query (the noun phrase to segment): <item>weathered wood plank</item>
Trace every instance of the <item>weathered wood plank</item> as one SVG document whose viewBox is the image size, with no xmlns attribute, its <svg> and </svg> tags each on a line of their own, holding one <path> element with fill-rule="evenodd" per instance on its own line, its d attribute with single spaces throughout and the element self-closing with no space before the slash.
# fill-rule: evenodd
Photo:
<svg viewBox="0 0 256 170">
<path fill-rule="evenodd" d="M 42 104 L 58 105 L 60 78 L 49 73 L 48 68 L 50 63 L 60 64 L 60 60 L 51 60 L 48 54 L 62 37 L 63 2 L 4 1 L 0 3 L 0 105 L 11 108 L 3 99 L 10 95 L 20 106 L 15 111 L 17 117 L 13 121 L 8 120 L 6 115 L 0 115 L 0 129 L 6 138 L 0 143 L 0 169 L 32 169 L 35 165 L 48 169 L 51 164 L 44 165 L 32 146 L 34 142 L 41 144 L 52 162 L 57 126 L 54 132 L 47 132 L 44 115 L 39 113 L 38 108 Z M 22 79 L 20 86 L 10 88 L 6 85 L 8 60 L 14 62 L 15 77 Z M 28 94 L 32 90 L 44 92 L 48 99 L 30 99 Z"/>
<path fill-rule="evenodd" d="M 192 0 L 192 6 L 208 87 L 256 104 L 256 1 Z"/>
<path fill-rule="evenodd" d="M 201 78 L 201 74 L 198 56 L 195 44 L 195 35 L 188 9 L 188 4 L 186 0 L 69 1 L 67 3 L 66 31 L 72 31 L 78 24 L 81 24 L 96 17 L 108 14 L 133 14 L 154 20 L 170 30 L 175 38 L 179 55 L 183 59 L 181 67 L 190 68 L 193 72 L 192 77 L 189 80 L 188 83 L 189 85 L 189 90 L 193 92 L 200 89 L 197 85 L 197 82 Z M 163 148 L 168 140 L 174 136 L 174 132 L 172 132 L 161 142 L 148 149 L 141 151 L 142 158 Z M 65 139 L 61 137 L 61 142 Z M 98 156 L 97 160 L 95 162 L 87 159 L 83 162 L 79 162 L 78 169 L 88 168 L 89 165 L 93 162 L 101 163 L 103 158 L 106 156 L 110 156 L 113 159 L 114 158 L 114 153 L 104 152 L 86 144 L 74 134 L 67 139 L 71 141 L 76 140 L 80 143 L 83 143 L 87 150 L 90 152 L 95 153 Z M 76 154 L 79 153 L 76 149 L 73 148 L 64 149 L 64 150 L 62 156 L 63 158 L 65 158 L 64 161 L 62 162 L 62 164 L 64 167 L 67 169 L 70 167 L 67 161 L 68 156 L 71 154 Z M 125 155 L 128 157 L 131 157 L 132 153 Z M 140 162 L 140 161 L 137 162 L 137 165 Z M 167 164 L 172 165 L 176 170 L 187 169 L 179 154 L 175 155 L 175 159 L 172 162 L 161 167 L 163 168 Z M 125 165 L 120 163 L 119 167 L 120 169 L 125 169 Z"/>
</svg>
::::::::
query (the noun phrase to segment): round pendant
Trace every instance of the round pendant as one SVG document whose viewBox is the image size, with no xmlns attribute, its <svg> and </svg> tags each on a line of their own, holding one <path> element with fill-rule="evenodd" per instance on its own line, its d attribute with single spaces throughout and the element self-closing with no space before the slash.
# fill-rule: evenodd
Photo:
::::::::
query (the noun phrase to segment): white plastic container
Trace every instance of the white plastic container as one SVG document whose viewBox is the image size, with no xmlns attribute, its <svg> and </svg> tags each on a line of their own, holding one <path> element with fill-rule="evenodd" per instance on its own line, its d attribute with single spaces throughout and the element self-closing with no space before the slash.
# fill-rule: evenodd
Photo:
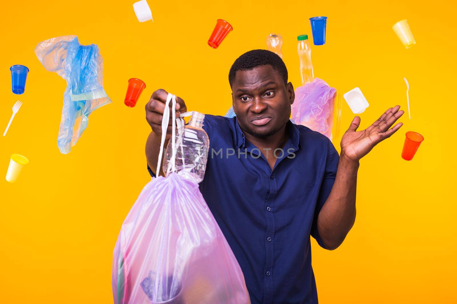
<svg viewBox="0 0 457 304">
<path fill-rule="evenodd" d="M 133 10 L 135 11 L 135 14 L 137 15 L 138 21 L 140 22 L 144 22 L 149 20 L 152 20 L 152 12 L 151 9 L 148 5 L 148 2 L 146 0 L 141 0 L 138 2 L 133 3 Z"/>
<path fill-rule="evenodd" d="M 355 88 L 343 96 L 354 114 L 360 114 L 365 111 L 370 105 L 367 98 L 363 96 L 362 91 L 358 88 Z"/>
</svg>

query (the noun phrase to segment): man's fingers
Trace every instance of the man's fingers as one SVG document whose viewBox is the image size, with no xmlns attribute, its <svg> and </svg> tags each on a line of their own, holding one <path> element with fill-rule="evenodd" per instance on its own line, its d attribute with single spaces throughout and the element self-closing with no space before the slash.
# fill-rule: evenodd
::::::::
(Stated goal)
Select every line of the data above that contains the string "plank" and copy each one out in full, treating uppercase and lowercase letters as different.

(Final result)
query (the noun phrase to segment): <item>weathered wood plank</item>
Trace every instance of the <item>weathered wood plank</item> as one SVG document whose viewBox is the image size, with no xmlns attribute, its <svg> and </svg> tags each on a line of their own, holding one <path> element with fill-rule="evenodd" per instance on its own line, its d attribute with single spaces throughout and the element self-closing with no space before the slash.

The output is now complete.